Exercise description: From the records below, copy out the lines beginning with the one that contains "Localize cracked concrete floor in the scene." and ending with the one that contains "[45,508,119,559]", including both, exactly as they appear.
## BEGIN
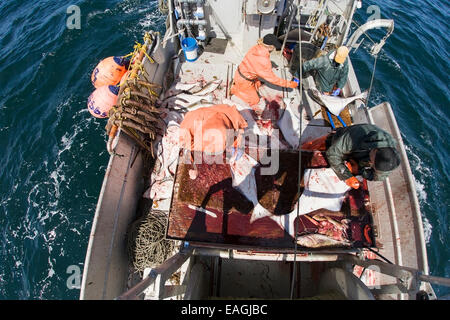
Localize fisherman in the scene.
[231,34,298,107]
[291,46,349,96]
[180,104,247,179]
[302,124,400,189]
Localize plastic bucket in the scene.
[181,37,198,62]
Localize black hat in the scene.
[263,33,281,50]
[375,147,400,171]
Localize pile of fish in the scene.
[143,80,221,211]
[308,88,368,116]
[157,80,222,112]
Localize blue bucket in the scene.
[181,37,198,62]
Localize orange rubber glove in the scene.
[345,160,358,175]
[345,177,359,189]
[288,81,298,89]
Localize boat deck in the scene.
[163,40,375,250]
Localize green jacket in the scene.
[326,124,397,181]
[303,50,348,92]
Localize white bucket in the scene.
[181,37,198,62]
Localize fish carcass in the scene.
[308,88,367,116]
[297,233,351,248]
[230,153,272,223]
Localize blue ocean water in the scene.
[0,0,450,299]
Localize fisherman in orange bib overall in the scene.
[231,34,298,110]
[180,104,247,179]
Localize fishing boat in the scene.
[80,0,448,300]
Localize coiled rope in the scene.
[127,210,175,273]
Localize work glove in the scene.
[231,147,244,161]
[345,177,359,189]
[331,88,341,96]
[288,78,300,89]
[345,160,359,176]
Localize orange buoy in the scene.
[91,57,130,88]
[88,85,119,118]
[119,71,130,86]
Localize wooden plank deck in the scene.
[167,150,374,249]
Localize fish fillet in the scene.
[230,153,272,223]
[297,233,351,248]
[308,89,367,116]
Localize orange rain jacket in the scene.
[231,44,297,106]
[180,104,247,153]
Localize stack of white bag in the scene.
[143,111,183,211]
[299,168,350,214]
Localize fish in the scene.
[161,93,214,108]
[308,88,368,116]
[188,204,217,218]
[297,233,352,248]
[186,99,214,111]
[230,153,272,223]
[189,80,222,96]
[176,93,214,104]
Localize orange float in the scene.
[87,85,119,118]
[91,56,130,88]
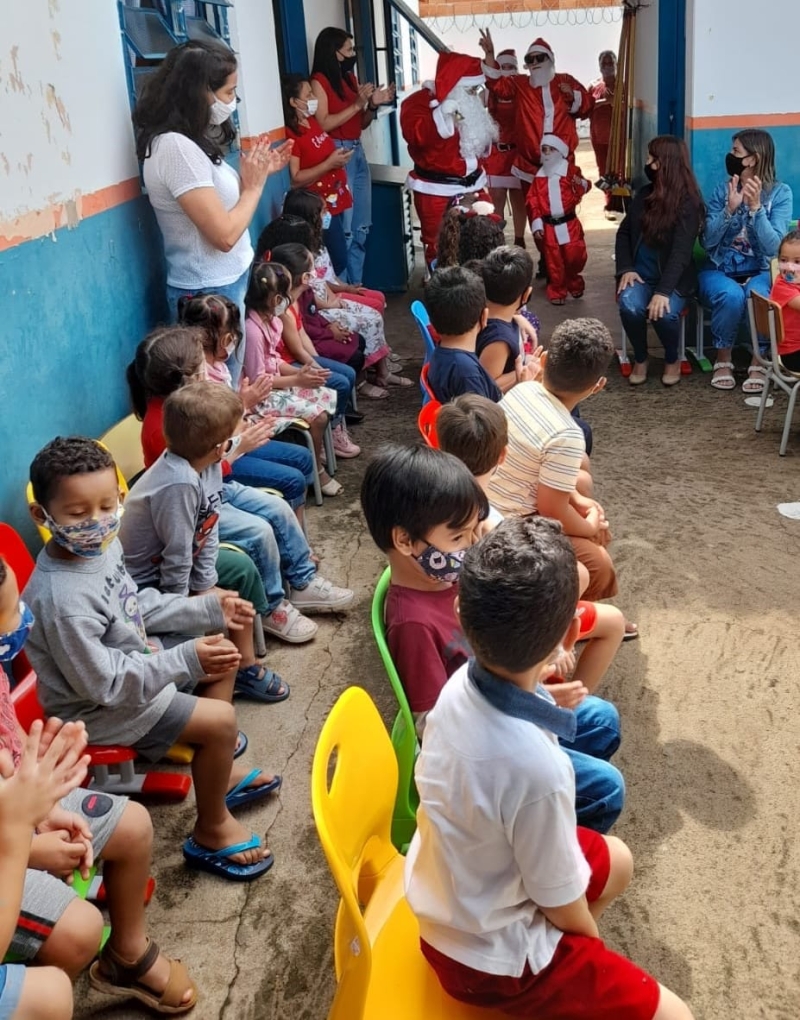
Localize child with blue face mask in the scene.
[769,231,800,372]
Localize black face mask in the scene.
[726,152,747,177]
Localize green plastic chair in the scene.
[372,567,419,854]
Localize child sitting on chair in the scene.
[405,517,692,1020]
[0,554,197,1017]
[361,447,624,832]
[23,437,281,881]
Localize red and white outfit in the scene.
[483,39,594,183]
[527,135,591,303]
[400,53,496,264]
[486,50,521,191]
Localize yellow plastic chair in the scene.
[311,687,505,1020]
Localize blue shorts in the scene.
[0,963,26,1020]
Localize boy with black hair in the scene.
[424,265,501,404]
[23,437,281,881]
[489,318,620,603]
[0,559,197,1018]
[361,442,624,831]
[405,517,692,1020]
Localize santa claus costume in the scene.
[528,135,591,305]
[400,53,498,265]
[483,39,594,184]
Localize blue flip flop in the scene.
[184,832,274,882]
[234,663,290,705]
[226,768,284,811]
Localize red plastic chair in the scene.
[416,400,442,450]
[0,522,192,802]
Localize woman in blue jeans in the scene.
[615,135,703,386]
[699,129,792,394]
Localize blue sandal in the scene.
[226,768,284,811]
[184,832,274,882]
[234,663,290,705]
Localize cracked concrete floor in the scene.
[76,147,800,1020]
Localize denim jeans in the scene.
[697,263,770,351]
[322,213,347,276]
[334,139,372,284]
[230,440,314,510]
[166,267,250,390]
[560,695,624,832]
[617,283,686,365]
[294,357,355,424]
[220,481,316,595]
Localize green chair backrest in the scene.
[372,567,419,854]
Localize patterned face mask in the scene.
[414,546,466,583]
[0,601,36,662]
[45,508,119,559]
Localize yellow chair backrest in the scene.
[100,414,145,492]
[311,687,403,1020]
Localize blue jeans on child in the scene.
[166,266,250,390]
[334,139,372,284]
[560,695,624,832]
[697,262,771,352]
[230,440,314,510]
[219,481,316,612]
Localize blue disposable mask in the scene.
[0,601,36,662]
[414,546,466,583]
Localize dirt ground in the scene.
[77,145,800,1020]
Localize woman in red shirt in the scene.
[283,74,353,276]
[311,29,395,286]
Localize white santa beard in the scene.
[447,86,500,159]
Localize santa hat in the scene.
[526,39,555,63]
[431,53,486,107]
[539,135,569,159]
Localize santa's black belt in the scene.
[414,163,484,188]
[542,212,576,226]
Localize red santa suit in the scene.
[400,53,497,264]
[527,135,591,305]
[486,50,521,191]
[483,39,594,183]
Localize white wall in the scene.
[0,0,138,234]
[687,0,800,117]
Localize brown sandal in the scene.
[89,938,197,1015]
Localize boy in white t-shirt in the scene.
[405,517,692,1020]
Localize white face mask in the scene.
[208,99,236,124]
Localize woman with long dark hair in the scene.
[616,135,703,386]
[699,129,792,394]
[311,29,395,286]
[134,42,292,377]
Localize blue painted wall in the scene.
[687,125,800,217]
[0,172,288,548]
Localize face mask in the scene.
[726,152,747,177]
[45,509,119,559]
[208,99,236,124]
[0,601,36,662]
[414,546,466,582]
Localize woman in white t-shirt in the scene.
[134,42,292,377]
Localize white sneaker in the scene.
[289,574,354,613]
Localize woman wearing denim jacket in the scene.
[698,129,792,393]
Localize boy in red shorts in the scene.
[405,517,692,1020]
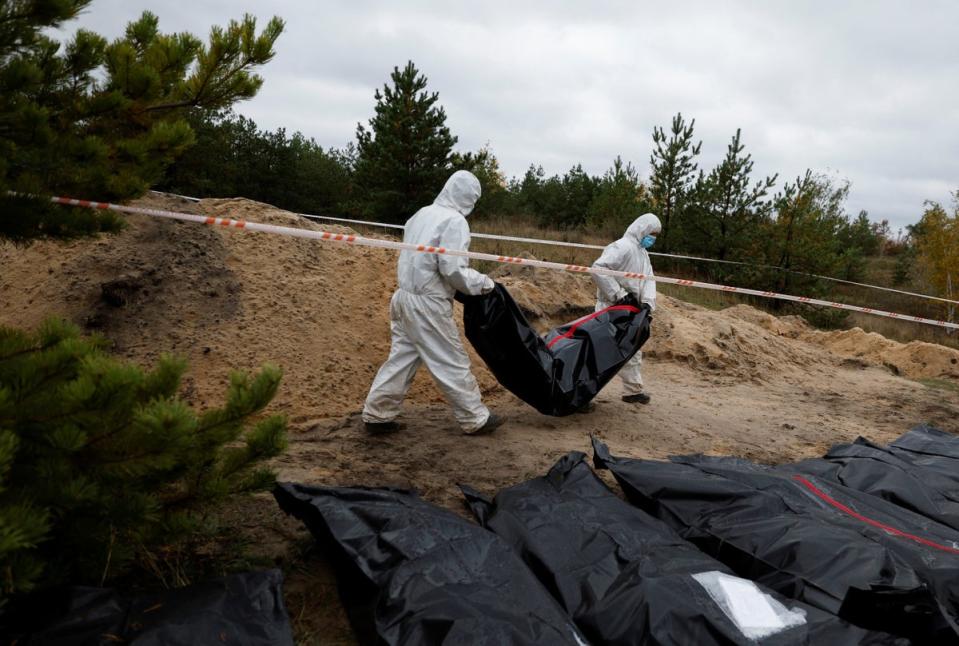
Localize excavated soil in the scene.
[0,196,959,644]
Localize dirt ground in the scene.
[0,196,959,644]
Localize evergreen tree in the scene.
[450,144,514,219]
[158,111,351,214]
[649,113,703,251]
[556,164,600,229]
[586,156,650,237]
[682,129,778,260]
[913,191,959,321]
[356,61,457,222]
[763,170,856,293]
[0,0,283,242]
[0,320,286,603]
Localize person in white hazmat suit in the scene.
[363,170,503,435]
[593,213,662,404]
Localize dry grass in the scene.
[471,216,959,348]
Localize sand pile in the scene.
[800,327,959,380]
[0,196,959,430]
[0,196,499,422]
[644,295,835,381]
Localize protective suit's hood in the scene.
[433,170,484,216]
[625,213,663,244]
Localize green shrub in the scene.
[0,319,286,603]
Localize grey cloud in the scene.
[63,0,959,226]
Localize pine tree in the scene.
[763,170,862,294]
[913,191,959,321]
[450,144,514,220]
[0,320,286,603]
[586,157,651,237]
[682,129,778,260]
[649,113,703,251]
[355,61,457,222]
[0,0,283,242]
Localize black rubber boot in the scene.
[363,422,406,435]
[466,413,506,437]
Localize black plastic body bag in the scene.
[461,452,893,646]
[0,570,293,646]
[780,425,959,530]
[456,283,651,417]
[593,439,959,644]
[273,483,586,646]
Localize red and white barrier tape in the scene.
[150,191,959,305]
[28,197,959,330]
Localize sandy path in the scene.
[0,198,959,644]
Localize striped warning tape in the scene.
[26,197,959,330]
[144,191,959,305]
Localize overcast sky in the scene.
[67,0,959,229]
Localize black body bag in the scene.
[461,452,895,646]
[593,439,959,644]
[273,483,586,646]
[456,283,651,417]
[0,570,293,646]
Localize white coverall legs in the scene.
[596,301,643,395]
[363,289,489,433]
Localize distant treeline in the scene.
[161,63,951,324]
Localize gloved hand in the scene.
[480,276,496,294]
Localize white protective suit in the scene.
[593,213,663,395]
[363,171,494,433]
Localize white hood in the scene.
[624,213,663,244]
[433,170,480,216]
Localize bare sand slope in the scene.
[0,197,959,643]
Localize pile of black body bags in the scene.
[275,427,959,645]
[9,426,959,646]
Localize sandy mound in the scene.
## END
Written answer:
Localize cracked concrete floor in the scene.
[76,147,800,1020]
Localize denim jeans in the scene.
[697,263,770,351]
[322,213,347,276]
[334,139,372,284]
[230,440,314,510]
[166,267,250,390]
[560,695,624,832]
[617,283,686,365]
[294,357,355,424]
[220,481,316,595]
Localize green chair backrest in the scene.
[372,567,419,854]
Localize patterned face mask in the scene.
[414,546,466,583]
[0,601,36,662]
[45,508,119,559]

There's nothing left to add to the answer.